**DATA FOR THIS TASK:**
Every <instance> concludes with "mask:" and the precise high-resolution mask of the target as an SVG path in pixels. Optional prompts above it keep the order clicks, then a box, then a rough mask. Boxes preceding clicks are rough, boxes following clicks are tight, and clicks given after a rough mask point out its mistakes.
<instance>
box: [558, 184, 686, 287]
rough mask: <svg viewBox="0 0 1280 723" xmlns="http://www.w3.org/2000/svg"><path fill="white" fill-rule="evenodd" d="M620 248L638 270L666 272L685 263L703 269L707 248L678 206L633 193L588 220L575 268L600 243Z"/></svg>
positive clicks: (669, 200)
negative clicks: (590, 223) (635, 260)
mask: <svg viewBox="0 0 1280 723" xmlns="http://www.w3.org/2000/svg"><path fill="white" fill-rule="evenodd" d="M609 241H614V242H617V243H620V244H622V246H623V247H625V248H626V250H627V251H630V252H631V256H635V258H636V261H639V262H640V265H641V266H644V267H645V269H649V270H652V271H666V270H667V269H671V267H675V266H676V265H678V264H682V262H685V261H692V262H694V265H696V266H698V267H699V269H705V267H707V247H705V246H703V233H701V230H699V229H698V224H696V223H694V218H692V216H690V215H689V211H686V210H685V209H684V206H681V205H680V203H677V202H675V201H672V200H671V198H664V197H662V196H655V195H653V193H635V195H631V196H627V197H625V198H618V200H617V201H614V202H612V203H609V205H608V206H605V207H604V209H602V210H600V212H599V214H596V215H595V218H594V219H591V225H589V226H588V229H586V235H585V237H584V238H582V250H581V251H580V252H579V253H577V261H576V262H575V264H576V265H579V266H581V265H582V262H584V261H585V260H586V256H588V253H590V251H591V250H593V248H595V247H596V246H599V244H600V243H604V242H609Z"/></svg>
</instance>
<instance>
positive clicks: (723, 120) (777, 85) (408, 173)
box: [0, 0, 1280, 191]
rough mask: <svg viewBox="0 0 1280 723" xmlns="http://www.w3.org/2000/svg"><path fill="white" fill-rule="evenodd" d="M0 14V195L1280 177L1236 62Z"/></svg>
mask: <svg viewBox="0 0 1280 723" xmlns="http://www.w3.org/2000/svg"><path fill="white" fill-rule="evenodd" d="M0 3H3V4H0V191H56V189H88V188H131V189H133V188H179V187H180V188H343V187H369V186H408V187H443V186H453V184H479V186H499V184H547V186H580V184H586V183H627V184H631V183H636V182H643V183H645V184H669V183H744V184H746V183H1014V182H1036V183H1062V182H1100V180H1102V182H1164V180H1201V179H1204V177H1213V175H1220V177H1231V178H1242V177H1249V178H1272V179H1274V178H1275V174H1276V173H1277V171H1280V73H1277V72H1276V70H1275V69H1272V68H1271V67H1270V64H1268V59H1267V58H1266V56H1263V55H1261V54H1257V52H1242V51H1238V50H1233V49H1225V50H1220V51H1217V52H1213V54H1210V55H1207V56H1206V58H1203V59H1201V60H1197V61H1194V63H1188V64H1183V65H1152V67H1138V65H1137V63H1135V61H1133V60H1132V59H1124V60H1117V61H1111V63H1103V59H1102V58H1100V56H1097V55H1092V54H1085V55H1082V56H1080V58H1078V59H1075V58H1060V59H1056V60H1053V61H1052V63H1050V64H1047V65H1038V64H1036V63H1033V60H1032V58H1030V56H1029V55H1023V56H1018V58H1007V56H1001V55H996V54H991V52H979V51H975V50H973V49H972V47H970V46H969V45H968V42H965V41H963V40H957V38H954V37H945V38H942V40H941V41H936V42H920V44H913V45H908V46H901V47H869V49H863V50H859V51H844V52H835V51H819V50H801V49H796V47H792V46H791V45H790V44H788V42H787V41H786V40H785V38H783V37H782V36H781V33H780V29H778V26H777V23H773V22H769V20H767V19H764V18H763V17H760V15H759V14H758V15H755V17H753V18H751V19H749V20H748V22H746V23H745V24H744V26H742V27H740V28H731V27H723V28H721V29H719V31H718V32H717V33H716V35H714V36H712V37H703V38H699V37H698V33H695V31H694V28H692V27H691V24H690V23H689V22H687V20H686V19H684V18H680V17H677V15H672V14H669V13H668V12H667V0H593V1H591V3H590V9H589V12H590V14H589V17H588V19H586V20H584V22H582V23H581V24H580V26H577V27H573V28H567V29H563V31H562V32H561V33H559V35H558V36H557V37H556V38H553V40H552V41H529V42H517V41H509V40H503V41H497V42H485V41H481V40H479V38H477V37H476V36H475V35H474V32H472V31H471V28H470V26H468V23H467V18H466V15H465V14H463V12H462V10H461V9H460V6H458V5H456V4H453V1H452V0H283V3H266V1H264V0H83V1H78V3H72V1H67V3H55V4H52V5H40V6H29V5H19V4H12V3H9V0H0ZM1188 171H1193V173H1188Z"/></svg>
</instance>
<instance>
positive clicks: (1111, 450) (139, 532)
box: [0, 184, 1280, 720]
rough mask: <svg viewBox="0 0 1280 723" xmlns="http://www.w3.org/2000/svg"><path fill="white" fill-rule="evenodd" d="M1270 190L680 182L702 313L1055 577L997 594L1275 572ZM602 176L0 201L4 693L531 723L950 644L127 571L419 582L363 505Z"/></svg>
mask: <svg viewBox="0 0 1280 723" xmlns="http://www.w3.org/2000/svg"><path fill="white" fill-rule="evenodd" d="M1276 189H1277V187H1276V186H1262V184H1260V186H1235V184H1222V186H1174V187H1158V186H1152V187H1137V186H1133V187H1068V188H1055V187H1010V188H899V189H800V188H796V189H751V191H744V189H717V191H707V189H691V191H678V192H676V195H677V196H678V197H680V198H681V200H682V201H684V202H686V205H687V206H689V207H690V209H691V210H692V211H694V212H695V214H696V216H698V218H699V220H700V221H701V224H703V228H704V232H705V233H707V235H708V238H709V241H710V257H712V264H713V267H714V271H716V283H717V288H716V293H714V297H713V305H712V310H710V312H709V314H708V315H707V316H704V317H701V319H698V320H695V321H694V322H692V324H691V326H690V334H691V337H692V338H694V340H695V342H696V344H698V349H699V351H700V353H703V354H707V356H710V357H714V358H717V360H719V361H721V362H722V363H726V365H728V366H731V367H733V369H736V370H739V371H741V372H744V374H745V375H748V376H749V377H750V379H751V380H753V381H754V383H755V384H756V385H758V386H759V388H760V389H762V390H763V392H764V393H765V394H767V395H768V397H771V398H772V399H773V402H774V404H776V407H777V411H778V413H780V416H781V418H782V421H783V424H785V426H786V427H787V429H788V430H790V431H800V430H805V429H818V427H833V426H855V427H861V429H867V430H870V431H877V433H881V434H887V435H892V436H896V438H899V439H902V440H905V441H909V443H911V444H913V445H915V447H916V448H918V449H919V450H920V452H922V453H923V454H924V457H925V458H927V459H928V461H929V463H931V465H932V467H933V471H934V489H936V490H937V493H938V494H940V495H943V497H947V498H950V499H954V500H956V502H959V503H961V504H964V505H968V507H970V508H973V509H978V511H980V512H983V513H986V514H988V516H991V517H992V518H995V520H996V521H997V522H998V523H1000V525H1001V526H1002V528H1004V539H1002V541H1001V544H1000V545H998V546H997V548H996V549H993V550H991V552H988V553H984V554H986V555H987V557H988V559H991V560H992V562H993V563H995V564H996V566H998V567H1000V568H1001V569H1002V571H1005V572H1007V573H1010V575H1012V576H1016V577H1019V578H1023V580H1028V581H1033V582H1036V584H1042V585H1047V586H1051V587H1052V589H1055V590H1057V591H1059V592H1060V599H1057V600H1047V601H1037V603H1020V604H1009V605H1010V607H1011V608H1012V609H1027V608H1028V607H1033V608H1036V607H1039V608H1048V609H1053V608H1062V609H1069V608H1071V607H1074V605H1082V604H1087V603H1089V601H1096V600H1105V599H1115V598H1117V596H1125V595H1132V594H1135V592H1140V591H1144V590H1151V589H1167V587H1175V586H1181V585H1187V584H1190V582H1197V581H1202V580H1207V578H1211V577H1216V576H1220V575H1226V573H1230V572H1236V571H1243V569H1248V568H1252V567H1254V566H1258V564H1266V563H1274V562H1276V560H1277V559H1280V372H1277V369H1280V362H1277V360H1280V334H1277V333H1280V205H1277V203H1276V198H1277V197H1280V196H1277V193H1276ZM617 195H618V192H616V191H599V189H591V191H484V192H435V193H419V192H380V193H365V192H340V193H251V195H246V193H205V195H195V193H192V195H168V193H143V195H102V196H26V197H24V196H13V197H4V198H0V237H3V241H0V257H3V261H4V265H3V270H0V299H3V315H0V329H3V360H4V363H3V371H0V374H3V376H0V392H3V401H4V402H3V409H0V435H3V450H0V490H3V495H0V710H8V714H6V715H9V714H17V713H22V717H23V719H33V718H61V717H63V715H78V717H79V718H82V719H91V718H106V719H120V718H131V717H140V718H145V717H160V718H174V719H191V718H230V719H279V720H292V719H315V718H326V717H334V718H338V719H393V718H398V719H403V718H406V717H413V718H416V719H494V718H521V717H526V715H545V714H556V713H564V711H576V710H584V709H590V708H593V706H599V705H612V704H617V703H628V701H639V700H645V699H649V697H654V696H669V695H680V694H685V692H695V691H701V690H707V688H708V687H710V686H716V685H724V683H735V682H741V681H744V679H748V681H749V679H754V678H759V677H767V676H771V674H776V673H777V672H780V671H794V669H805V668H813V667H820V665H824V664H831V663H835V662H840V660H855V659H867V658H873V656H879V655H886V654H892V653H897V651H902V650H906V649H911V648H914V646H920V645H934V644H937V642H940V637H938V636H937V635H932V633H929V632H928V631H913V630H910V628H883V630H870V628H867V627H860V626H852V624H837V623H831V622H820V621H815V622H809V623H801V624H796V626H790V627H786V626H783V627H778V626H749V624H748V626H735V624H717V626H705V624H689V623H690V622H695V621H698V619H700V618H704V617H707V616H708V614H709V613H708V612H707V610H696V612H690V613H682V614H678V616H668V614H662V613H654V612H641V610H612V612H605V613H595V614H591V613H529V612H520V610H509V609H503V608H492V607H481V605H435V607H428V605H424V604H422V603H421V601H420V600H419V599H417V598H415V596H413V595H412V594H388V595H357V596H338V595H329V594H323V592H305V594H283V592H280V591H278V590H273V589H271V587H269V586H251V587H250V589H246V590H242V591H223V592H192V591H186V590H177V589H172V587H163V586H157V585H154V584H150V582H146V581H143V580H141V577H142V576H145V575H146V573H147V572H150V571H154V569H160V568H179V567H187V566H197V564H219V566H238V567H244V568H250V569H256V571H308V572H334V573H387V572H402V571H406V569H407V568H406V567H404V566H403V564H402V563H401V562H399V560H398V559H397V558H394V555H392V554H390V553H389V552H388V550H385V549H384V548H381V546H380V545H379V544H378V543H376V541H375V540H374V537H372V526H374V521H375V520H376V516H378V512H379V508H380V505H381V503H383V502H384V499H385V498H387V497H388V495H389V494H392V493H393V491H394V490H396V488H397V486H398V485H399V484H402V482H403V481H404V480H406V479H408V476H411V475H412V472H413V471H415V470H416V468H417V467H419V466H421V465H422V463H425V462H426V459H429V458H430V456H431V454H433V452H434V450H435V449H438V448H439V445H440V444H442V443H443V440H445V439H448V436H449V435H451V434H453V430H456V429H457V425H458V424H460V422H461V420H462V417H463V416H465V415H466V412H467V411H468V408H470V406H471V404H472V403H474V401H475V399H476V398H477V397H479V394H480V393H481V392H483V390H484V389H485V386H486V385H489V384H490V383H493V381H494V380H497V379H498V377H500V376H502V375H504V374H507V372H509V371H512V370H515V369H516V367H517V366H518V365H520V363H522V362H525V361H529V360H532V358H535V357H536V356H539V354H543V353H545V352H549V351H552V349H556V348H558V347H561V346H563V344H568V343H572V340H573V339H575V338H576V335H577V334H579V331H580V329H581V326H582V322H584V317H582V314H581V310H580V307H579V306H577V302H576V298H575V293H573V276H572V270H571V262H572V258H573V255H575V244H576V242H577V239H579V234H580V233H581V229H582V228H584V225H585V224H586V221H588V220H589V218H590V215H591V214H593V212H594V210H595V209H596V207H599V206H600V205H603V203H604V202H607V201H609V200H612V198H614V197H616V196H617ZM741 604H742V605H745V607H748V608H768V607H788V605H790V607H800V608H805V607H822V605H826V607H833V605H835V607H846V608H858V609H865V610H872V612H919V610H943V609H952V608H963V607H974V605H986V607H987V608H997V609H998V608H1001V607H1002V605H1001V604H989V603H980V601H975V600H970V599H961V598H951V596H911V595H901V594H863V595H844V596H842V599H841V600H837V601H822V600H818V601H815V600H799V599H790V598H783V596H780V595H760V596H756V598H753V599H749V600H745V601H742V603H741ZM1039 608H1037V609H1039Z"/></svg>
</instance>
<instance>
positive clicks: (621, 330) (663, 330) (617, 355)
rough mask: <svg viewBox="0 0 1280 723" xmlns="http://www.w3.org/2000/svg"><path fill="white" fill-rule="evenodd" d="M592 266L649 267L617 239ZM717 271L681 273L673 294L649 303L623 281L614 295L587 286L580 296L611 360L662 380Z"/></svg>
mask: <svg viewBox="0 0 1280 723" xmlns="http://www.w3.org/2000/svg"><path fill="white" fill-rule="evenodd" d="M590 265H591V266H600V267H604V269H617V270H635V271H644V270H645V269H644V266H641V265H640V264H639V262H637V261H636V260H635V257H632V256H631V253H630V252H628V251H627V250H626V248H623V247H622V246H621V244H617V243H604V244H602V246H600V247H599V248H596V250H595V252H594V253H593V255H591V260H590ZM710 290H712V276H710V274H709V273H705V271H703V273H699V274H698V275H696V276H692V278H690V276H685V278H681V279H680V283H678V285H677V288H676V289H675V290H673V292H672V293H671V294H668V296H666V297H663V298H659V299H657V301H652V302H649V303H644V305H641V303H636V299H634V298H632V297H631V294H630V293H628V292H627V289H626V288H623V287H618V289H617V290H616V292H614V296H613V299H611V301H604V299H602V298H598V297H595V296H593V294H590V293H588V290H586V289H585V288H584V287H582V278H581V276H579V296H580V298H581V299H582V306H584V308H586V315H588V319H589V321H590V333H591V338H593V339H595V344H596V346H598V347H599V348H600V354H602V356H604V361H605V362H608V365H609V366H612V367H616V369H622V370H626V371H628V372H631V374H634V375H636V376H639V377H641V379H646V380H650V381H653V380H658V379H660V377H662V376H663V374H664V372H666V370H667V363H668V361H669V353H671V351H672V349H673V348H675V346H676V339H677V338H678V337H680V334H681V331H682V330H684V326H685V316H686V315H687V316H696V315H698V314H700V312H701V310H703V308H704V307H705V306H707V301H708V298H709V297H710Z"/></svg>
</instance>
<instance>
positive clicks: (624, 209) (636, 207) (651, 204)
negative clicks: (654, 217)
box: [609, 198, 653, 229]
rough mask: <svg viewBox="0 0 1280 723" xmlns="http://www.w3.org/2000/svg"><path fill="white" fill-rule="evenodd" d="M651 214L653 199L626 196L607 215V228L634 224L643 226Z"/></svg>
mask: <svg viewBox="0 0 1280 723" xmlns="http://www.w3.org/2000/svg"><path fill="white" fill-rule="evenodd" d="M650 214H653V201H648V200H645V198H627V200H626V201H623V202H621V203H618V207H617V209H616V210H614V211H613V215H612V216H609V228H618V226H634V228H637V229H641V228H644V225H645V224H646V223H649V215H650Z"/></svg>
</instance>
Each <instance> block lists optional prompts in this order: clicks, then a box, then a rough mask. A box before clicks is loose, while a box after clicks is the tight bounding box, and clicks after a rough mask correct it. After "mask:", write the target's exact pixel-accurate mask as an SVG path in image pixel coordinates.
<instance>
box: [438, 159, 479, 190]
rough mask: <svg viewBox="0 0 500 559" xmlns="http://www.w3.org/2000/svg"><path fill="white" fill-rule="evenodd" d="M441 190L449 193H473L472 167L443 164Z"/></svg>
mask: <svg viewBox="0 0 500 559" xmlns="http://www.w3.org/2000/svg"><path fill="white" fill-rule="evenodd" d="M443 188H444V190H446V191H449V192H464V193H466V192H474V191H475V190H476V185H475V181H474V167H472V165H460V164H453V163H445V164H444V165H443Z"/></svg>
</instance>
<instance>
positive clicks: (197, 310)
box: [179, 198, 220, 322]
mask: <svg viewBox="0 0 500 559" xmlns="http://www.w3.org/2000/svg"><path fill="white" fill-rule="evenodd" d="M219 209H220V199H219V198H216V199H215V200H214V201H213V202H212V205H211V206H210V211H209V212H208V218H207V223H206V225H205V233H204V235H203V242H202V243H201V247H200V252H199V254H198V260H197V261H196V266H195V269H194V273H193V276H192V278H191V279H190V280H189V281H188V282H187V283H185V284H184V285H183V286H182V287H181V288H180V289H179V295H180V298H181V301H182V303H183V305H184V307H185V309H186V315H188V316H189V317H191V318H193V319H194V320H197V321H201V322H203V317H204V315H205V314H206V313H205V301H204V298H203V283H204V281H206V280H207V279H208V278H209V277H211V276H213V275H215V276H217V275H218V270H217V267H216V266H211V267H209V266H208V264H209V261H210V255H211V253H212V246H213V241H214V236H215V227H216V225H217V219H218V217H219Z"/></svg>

**GOAL OF THE EXERCISE:** In the entries above, identify every line with the string "positive".

**EXERCISE ANSWER:**
positive clicks: (669, 200)
positive clicks: (723, 120) (777, 85) (408, 173)
positive clicks: (1111, 450) (139, 532)
positive clicks: (621, 330) (663, 330) (617, 355)
positive clicks: (624, 209) (636, 207) (651, 204)
positive clicks: (197, 310)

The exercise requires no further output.